● **GIVEN REQUEST**
Convert every line of the material below into a Markdown table with the columns Row and Entry. Number each row and leave out blank lines.

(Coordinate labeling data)
..............................

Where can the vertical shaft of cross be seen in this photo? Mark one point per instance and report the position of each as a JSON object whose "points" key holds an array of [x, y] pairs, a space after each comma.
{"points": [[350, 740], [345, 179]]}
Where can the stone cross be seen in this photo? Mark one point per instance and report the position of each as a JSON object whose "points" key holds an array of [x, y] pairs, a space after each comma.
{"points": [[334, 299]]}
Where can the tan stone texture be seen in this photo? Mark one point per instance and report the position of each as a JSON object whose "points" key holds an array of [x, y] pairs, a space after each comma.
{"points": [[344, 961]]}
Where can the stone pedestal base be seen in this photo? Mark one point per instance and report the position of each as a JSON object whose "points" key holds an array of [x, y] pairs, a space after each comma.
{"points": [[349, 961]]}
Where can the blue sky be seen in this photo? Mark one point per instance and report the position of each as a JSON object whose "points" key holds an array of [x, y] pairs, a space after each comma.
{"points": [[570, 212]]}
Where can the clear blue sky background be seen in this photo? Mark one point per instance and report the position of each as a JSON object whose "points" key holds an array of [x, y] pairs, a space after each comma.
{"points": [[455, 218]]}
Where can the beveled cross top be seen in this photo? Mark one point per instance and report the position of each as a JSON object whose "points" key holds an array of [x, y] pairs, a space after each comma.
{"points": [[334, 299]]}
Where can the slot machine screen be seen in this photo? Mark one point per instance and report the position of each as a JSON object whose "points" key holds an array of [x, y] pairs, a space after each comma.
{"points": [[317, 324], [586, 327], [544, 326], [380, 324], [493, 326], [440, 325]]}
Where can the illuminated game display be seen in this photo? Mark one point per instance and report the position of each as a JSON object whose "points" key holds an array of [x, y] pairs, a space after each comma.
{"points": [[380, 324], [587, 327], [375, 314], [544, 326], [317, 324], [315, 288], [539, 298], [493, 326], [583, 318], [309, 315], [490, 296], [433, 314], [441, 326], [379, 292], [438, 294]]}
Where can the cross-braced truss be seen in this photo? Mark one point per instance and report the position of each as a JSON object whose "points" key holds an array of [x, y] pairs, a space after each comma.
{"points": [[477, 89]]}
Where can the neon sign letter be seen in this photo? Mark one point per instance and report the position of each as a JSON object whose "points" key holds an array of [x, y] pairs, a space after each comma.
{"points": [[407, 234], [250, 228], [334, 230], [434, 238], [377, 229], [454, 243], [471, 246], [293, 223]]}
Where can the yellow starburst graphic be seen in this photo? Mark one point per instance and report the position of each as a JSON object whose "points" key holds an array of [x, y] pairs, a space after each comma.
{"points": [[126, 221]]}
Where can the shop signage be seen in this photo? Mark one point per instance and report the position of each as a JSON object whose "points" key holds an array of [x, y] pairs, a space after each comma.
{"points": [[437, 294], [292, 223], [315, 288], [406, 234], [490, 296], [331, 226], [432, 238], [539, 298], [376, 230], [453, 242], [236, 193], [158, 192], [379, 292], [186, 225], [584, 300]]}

..............................

● **RESPONSE FOR THIS EXERCISE**
| Row | Entry |
|---|---|
| 1 | Where can the vertical shaft of cross be seen in this photo? Mark one point per instance and report the position of each as a JSON object whose "points" key holds an array of [x, y] pairs, a space after each comma. |
| 2 | {"points": [[350, 740], [345, 179]]} |
| 3 | Where can the stone cross be seen in this photo? Mark one point per instance and report the position of each as a JSON object whose "points" key holds an array of [x, y] pairs, a space after each comma. |
| 4 | {"points": [[334, 299]]} |
| 5 | Where can the tan stone texture be seen in this photo? Mark one point per instance and report the position of each as a JSON object whose "points" key holds an array of [x, y] pairs, a space after each comma. |
| 6 | {"points": [[344, 961]]} |
| 7 | Where can the stone pedestal base be seen in this photo? Mark one point per instance and report the position of each as a JSON object whose "points" key holds an array of [x, y] pairs, a space after each comma. |
| 8 | {"points": [[349, 961]]} |
| 9 | Where can the blue sky be seen in this photo? Mark one point per instance and report the position of each as a JSON object whose "points" key holds an array of [x, y] pairs, a space after each comma. |
| 10 | {"points": [[570, 212]]} |
| 11 | Where can the clear blue sky background be seen in this photo? Mark one point per instance and report the position of each as a JSON object whose "points" key holds an array of [x, y] pairs, a space after each comma. |
| 12 | {"points": [[455, 218]]} |
| 13 | Where can the beveled cross top be seen in this photo? Mark one point per instance and report the position of each as a JSON object whose "points" key holds an array of [x, y] pairs, a space after each comma. |
| 14 | {"points": [[334, 299]]} |
| 15 | Where can the slot machine screen be seen in this photo? Mark one point per instance and report the position of each as a JSON object whose "points" key holds an array of [x, y] pairs, a space after each comma. |
| 16 | {"points": [[317, 324], [586, 327], [544, 326], [380, 324], [493, 326], [440, 325]]} |
| 17 | Where can the illuminated game display be seen in this photo? Mark one point per instance and report the position of each as a JSON object whose "points" key holds an array of [x, y] pairs, a space after each comma. |
| 18 | {"points": [[380, 324], [587, 327], [375, 314], [544, 326], [317, 324], [315, 288], [539, 298], [493, 326], [583, 318], [309, 315], [490, 296], [433, 314], [441, 326], [379, 292], [438, 294]]} |
| 19 | Where can the cross-braced truss be seen in this photo? Mark one point per instance and report the position of each as a JSON object whose "points" key holds an array of [x, y] pairs, a space after each comma. |
| 20 | {"points": [[477, 89]]} |
| 21 | Where can the neon sign letter be seen in this photo? Mark one point per instance and report the position of each as a JSON object whose "points" key holds an array of [x, y] pairs, a space after each comma. |
| 22 | {"points": [[407, 234], [250, 228], [334, 230], [434, 238], [377, 229], [454, 243], [471, 246], [293, 223]]} |
| 23 | Where can the yellow starburst graphic be seen in this photo? Mark one point per instance and report the position of each as a JSON object whose "points" key holds an array of [x, y] pairs, a space after each comma. |
| 24 | {"points": [[126, 221]]} |
| 25 | Where can the shop signage be seen in this photo? Mark one point per instance and report the position of each as a JSON object whose "points" key holds an array of [x, y] pairs, a space after each comma. |
| 26 | {"points": [[437, 294], [292, 223], [315, 288], [406, 234], [490, 296], [331, 226], [432, 238], [539, 298], [376, 230], [453, 242], [236, 193], [158, 192], [379, 292], [186, 225], [584, 300]]} |